Mechanism-Based Inactivation of CYP2B1 and Its F-Helix Mutant by Two tert-Butyl Acetylenic Compounds: Covalent Modification of Prosthetic Heme Versus Apoprotein

The mechanism-based inactivation of cytochrome CYP2B1 [wild type (WT)] and its Thr205 to Ala mutant (T205A) by tert-butylphenylacetylene (BPA) and tert-butyl 1-methyl-2- propynyl ether (BMP) in the reconstituted system was investigated. The inactivation of WT by BPA exhibited a k(inact)/K-I value of 1343 min(-1)mM(-1) and a partition ratio of 1. The inactivation of WT by BMP exhibited a k(inact)/K-I value of 33 min(-1)mM(-1) and a partition ratio of 10. Liquid chromatography/tandem mass spectrometry analysis (LC/MS/MS) of the WT revealed 1) inactivation by BPA resulted in the formation of a protein adduct with a mass increase equivalent to the mass of BPA plus one oxygen atom, and 2) inactivation by BMP resulted in the formation of multiple heme adducts that all exhibited a mass increase equivalent to BMP plus one oxygen atom. LC/MS/MS analysis indicated the formation of glutathione (GSH) conjugates by the reaction of GSH with the ethynyl moiety of BMP or BPA with the oxygen being added to the internal or terminal carbon. For the inactivation of T205A by BPA and BMP, the k(inact)/K-I values were suppressed by 100- and 4-fold, respectively, and the partition ratios were increased 9- and 3.5-fold, respectively. Only one major heme adduct was detected following the inactivation of the T205A by BMP. These results show that the Thr205 in the F-helix plays an important role in the efficiency of the mechanism-based inactivation of CYP2B1 by BPA and BMP. Homology modeling and substrate docking studies were presented to facilitate the interpretation of the experimental results.
--------------------
What you should do: According to the abstract, what partition ratio did the inactivation of wild-type CYP2B1 by BMP show? The saved entries are separate material, unrelated to the abstract.

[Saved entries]
--------------------
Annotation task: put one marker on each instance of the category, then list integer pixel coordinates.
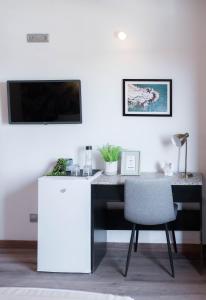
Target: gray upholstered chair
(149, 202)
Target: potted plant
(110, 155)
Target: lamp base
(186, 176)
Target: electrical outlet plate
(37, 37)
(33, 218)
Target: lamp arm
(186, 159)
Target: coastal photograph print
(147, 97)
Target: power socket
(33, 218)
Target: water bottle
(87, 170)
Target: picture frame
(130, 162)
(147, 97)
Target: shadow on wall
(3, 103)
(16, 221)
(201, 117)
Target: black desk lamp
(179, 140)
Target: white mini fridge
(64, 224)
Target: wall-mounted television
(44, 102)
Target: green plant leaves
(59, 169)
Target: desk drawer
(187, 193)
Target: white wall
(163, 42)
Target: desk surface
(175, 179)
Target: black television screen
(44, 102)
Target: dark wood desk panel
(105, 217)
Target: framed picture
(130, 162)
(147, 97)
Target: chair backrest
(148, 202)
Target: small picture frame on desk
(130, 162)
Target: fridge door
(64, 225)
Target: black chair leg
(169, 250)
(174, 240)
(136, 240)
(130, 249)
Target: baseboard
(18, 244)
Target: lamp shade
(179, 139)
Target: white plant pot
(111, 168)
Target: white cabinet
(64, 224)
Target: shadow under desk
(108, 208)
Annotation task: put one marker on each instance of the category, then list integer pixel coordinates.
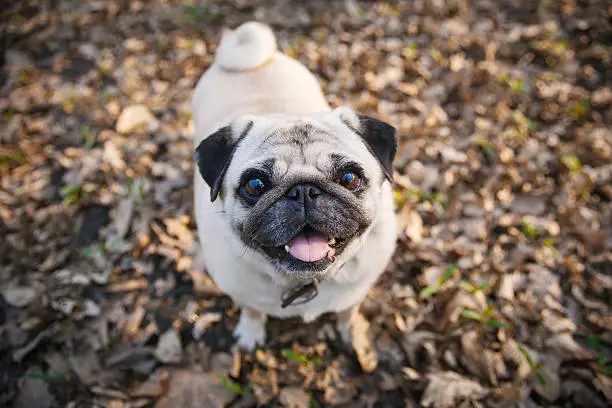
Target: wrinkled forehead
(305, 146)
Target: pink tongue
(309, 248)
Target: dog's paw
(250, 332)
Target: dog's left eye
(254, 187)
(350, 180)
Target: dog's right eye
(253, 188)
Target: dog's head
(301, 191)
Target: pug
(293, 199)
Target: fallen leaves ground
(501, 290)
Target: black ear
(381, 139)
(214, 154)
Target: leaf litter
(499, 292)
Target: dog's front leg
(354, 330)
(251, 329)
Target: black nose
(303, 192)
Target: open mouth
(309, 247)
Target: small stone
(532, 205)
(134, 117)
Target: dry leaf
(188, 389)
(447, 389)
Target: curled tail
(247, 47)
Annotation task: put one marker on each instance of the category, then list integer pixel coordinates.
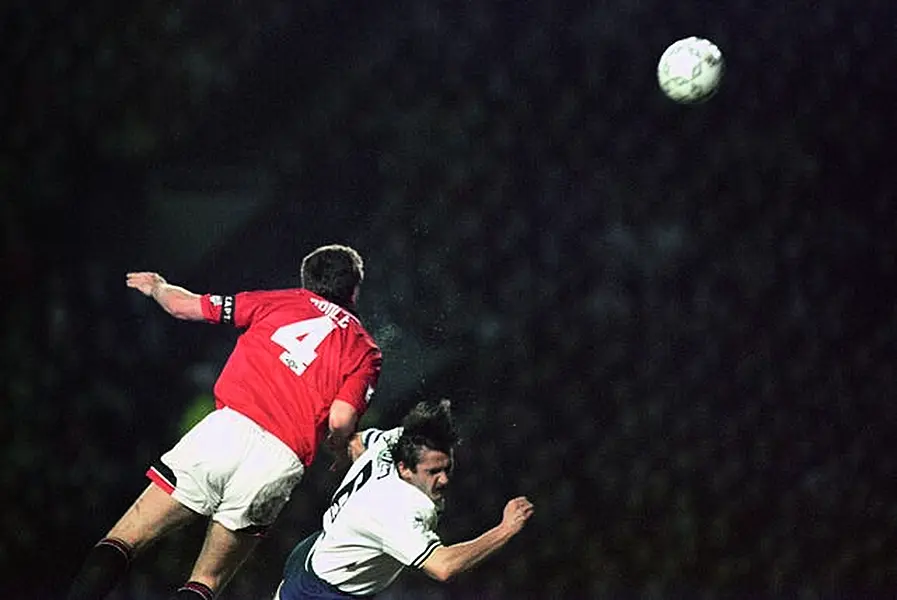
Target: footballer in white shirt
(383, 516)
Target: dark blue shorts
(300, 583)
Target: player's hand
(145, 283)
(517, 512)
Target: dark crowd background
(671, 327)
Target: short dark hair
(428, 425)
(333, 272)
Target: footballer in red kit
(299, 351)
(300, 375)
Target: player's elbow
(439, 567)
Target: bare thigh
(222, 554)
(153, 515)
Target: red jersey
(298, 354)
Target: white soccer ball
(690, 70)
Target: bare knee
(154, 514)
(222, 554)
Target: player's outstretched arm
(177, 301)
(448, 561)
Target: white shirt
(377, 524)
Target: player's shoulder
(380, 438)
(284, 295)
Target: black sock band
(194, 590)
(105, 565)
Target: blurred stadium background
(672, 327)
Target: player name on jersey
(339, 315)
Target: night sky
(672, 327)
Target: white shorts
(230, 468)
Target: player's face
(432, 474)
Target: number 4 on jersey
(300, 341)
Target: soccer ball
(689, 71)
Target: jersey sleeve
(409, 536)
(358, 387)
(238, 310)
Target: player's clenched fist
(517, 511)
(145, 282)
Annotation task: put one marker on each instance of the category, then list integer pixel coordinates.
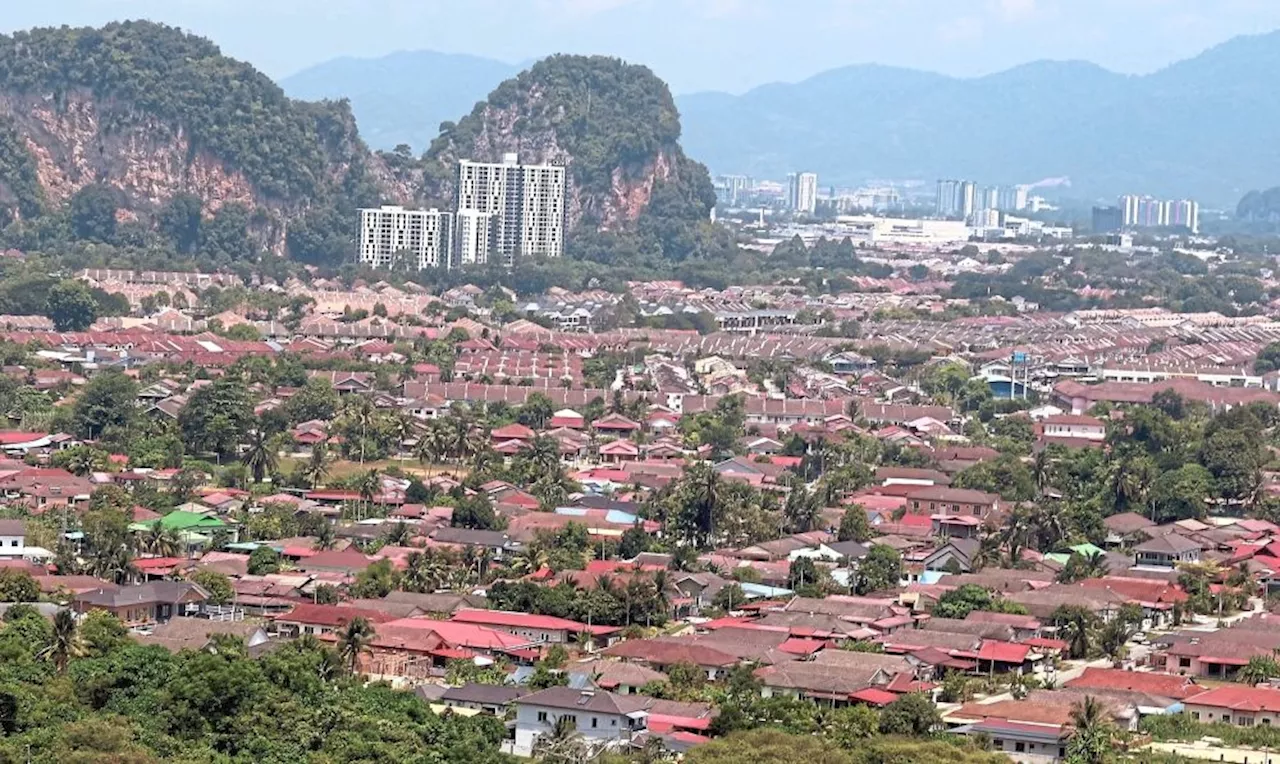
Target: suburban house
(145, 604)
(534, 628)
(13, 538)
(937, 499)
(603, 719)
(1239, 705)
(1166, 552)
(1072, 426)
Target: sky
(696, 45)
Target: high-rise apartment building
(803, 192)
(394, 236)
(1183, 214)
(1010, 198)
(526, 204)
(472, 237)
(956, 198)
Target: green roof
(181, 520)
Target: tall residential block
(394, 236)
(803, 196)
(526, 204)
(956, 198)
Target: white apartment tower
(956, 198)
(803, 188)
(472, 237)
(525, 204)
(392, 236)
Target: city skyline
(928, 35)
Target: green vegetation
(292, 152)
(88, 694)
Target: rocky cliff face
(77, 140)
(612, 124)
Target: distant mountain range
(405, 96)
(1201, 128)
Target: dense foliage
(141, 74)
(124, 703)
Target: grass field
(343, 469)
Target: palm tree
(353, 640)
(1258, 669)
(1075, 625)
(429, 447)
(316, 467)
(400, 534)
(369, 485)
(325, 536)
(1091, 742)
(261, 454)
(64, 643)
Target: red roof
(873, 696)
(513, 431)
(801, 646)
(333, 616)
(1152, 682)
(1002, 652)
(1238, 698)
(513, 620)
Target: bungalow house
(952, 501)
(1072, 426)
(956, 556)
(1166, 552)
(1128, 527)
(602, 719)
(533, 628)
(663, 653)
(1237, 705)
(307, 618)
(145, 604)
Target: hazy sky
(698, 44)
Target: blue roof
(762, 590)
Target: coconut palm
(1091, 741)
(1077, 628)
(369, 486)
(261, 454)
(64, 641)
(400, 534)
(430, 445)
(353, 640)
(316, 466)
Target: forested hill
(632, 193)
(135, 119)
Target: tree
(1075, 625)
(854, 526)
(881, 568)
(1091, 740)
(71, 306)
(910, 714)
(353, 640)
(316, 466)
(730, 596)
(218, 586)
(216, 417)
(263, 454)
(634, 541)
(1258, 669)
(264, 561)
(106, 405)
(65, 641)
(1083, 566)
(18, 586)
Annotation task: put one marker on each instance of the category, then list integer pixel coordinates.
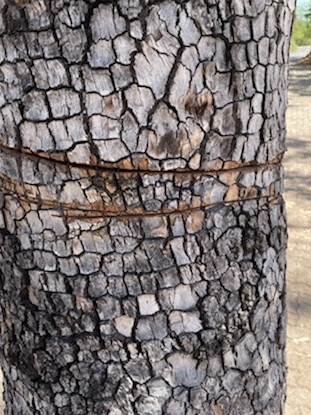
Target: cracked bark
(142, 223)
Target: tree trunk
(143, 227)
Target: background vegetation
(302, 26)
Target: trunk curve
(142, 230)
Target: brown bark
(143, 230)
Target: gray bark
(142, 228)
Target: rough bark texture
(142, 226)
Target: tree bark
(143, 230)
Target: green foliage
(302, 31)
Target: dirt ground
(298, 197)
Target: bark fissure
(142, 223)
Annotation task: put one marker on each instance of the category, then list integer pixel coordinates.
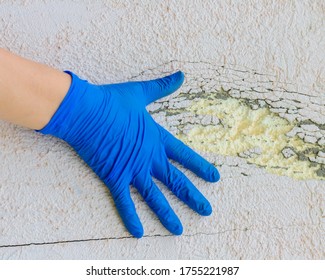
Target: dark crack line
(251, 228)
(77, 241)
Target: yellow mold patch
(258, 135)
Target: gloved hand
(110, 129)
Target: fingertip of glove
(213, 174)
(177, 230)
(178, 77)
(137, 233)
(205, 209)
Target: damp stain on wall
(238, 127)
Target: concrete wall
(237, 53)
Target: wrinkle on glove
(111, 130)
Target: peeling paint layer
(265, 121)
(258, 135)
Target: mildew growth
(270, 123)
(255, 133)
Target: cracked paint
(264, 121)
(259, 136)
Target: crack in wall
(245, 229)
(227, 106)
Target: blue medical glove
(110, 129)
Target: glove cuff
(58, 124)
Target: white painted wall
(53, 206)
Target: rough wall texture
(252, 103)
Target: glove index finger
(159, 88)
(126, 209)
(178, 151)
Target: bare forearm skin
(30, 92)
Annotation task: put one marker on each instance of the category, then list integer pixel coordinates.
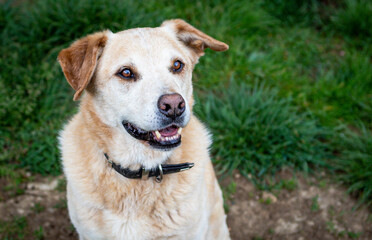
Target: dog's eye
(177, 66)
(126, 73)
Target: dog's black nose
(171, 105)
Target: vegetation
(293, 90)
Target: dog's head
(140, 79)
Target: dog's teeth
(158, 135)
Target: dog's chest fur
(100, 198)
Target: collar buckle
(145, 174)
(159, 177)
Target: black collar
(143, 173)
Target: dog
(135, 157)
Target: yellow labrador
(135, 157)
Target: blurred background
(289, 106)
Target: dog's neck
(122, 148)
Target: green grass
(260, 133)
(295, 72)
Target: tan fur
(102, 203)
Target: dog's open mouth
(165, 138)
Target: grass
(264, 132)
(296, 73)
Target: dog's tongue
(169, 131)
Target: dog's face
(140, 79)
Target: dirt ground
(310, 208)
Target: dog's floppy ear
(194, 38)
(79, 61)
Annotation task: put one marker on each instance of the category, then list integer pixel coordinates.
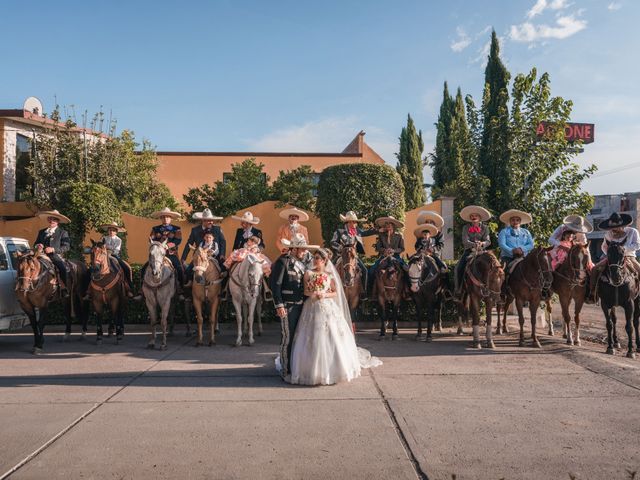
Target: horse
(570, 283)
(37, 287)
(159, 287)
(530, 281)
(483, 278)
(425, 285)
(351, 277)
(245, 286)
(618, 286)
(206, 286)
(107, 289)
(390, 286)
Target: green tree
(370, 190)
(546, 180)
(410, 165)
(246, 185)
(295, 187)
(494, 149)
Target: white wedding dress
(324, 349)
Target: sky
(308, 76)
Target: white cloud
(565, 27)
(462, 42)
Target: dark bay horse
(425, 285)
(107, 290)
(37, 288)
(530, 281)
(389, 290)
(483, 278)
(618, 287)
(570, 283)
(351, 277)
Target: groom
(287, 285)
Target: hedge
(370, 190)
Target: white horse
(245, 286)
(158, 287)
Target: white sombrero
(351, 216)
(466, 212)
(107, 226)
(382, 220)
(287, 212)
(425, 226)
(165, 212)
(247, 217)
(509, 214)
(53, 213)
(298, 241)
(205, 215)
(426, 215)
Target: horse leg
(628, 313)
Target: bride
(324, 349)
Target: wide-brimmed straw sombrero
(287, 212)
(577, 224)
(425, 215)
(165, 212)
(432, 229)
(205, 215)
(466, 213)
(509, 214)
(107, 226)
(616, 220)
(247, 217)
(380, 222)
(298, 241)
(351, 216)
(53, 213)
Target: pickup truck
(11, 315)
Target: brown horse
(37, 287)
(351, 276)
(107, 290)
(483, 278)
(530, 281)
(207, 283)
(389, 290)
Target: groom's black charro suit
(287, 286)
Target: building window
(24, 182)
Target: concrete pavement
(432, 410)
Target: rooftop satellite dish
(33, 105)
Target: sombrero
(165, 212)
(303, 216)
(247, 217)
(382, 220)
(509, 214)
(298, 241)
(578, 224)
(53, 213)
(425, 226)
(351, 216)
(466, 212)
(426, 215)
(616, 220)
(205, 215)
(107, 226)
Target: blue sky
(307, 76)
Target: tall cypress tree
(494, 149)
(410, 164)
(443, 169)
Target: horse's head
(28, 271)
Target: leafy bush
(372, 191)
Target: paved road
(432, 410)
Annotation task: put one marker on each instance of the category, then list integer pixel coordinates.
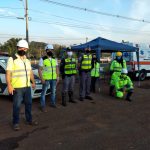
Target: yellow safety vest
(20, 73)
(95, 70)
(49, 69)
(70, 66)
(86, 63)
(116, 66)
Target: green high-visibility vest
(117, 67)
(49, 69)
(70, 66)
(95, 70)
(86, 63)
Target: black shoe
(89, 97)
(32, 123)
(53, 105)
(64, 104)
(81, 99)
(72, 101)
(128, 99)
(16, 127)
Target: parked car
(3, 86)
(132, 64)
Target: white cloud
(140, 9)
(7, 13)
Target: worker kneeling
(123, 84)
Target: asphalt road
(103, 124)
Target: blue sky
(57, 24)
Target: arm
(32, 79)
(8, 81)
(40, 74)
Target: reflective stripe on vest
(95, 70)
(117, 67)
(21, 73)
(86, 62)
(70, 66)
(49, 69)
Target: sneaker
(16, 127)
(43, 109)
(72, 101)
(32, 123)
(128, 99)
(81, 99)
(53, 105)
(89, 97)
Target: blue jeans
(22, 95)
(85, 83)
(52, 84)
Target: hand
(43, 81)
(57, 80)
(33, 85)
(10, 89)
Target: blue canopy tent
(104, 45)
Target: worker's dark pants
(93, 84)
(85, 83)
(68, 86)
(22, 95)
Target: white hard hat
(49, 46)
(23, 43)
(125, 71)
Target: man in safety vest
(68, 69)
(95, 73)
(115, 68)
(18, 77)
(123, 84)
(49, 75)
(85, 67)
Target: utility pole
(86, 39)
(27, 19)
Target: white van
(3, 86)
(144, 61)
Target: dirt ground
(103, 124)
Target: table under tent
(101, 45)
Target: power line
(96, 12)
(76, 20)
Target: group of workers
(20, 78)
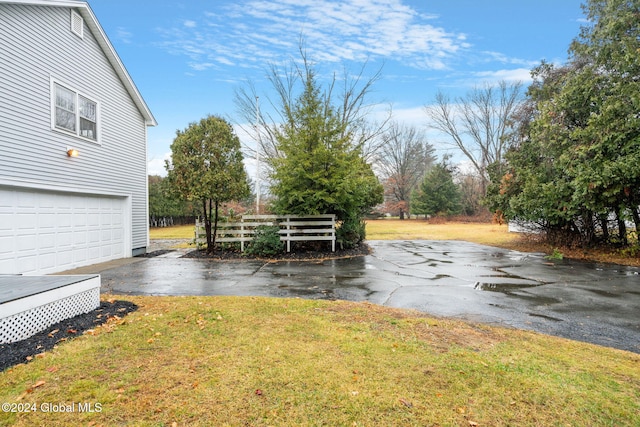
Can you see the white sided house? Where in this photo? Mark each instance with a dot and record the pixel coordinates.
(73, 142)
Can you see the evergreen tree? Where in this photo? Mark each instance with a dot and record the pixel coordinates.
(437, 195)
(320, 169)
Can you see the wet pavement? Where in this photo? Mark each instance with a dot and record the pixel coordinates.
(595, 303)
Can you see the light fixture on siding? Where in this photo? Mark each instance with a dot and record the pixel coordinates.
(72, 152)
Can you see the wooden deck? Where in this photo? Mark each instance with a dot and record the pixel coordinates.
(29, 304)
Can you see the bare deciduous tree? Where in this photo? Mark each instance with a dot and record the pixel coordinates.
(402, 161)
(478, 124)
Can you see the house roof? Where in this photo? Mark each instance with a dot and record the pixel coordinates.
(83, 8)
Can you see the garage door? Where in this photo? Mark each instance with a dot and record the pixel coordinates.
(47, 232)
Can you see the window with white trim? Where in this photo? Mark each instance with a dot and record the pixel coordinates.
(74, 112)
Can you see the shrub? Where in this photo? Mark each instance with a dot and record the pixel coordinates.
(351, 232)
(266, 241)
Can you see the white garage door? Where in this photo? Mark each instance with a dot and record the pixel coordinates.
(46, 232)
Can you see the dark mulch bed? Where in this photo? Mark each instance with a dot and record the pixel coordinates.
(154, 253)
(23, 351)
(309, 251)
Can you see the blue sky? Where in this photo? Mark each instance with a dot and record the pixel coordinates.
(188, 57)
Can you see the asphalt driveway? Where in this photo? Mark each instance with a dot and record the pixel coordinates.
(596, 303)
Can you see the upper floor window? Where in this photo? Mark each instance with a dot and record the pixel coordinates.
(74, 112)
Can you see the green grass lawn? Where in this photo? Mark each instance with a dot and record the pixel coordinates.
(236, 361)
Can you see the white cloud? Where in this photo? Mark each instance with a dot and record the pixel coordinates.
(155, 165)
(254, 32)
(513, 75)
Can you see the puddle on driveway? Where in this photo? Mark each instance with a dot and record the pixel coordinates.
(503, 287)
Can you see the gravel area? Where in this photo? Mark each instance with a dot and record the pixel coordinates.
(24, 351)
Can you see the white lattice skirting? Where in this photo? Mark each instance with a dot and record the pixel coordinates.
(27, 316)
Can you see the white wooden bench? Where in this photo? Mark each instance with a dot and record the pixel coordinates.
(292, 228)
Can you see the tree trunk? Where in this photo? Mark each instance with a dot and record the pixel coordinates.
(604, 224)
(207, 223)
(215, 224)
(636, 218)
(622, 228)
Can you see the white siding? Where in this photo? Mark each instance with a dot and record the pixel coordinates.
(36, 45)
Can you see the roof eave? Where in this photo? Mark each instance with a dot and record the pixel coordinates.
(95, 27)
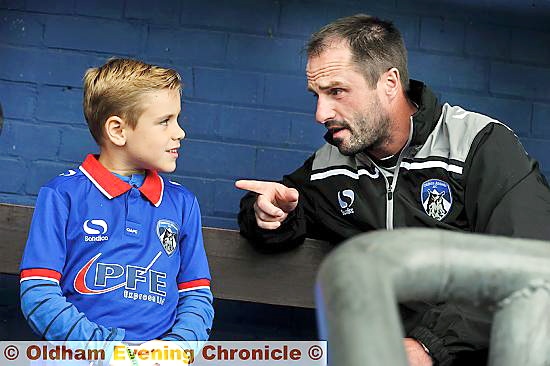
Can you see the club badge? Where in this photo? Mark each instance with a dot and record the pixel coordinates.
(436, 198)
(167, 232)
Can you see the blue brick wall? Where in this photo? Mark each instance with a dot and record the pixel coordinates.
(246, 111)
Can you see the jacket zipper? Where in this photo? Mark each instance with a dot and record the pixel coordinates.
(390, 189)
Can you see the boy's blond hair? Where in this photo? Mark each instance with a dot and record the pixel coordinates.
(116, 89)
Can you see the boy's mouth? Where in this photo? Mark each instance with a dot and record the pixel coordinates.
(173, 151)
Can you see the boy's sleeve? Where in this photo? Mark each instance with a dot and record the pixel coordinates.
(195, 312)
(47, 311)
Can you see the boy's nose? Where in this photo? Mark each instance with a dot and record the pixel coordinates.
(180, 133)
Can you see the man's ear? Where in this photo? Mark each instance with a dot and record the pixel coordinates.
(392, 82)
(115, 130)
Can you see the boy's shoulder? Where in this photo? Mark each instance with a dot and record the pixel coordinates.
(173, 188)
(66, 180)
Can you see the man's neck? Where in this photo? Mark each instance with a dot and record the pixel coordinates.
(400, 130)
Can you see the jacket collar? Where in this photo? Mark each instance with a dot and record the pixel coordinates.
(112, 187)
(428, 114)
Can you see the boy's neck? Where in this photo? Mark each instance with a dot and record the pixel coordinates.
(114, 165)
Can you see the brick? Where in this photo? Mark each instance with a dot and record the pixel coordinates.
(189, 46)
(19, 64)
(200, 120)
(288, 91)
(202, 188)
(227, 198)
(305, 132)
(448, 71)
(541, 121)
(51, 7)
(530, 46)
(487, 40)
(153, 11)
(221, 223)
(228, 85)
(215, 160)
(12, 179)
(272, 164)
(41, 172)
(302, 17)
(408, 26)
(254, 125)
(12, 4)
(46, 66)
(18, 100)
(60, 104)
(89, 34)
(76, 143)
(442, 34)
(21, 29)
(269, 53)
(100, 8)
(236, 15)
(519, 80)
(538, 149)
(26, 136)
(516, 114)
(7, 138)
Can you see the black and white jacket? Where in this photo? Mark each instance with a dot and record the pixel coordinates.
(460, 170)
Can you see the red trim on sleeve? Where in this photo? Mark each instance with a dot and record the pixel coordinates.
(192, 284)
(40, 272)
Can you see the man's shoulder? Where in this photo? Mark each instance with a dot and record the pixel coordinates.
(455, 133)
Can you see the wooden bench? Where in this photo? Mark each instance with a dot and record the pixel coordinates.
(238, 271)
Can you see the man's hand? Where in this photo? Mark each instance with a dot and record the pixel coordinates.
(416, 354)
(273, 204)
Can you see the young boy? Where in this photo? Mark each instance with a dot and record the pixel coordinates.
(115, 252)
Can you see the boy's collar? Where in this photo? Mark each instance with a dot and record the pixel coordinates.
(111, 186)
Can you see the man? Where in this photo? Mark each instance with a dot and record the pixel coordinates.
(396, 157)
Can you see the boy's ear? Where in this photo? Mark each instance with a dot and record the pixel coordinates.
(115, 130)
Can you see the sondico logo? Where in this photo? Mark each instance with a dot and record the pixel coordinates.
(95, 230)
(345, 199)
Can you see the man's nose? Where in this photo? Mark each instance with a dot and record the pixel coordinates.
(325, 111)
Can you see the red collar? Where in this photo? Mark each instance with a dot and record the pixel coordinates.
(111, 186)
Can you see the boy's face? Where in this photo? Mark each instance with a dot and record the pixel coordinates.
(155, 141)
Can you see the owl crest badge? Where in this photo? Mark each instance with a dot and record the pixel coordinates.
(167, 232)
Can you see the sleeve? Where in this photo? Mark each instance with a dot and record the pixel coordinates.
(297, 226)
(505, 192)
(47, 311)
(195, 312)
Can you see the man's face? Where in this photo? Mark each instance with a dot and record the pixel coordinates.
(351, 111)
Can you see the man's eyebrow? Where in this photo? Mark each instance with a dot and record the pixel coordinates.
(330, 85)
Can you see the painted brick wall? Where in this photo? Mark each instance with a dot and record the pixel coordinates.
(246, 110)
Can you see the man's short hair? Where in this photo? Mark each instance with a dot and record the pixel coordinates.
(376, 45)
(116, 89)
--------------------
Answer for the task: A partition ratio of 10.